**EXCERPTED DATA**:
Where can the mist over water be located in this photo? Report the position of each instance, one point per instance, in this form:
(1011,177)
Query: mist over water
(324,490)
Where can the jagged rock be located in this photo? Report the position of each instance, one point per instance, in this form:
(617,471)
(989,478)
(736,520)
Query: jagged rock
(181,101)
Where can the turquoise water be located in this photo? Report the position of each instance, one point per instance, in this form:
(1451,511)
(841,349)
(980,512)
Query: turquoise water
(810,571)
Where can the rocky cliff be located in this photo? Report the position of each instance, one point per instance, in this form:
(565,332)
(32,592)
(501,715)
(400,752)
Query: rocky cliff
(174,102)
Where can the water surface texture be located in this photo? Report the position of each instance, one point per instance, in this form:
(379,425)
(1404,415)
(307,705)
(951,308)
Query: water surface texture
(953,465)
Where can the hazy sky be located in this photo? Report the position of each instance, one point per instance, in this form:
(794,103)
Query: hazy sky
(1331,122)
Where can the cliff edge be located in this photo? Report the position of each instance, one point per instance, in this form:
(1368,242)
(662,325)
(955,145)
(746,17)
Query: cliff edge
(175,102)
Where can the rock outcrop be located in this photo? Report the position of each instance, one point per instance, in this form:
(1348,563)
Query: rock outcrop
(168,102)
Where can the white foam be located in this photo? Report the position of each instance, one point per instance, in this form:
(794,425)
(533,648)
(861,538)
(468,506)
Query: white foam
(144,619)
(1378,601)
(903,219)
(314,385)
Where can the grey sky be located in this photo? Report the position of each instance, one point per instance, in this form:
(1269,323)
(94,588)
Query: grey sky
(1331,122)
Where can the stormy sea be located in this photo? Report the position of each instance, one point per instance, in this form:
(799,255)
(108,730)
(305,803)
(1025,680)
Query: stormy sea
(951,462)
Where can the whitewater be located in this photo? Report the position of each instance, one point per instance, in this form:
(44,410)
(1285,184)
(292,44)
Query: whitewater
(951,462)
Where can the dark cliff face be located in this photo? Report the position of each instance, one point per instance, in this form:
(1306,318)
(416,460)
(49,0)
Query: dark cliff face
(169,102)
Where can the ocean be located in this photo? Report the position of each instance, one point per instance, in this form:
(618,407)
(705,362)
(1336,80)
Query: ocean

**INSTRUCTIONS FOR THE TASK**: Output an exact copy of the lines beginning at the one that holds "Where can the whitewater" and running through the final line of the records.

**COMPLETED EXERCISE**:
Where can the whitewater be located in this photo? Report the position of each instance, one point per instance, in this form:
(44,410)
(1285,184)
(292,44)
Query: whitewater
(951,462)
Where can the dark cliff face be located in this photo? Report the position of each instance, one point per instance, in this form:
(1306,318)
(416,460)
(49,0)
Query: dark cliff face
(169,102)
Where can the ocean be located in this photo? Report the position of each instance, one point per instance, in this form:
(618,407)
(705,362)
(1336,80)
Query: ocean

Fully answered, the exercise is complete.